*** Block opens ***
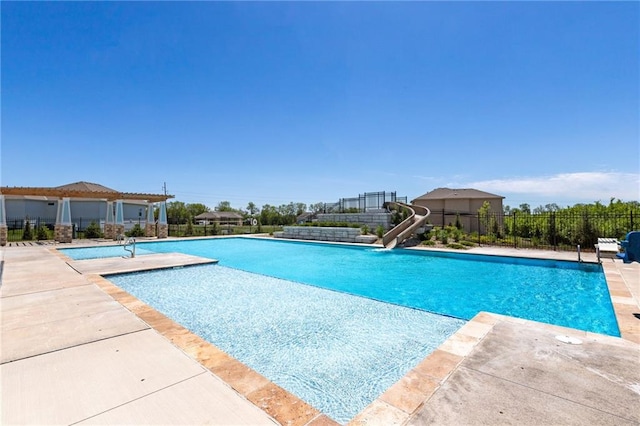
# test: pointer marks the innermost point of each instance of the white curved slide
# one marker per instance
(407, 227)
*** Block closes ***
*** Block opens ***
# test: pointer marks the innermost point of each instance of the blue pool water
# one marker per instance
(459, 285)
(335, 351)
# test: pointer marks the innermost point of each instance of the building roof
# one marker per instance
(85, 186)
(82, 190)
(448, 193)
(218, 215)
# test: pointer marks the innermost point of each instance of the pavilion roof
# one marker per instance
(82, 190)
*** Block closes ***
*** Block opens ***
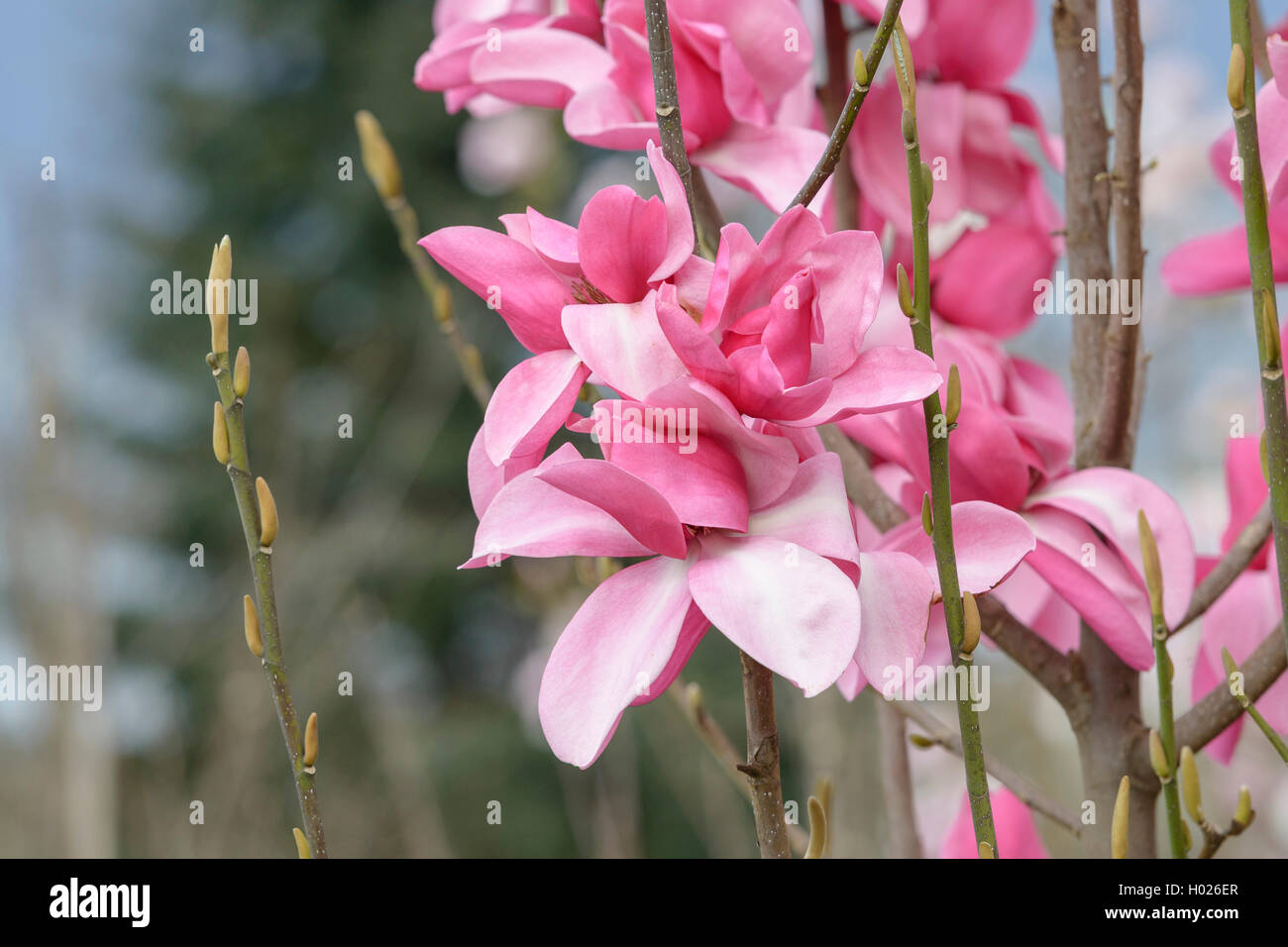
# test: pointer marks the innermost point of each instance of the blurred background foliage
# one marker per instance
*** Block closes ***
● ABOUT THIS EXERCISE
Show every line from the listing above in which the string "each" appears.

● RESPONSE FOR THIS EXERCISE
# test: pointer marks the innermost point of each instance of the white curved slide
# test: pointer marks the innermost point of each instance of the blue pool water
# test: pointer marks the innermost point of each instance of the building roof
# test: pointer marks the innermost point of each instance of the pavilion roof
# test: pointer marks the innermost point of each instance of the blurred background foliage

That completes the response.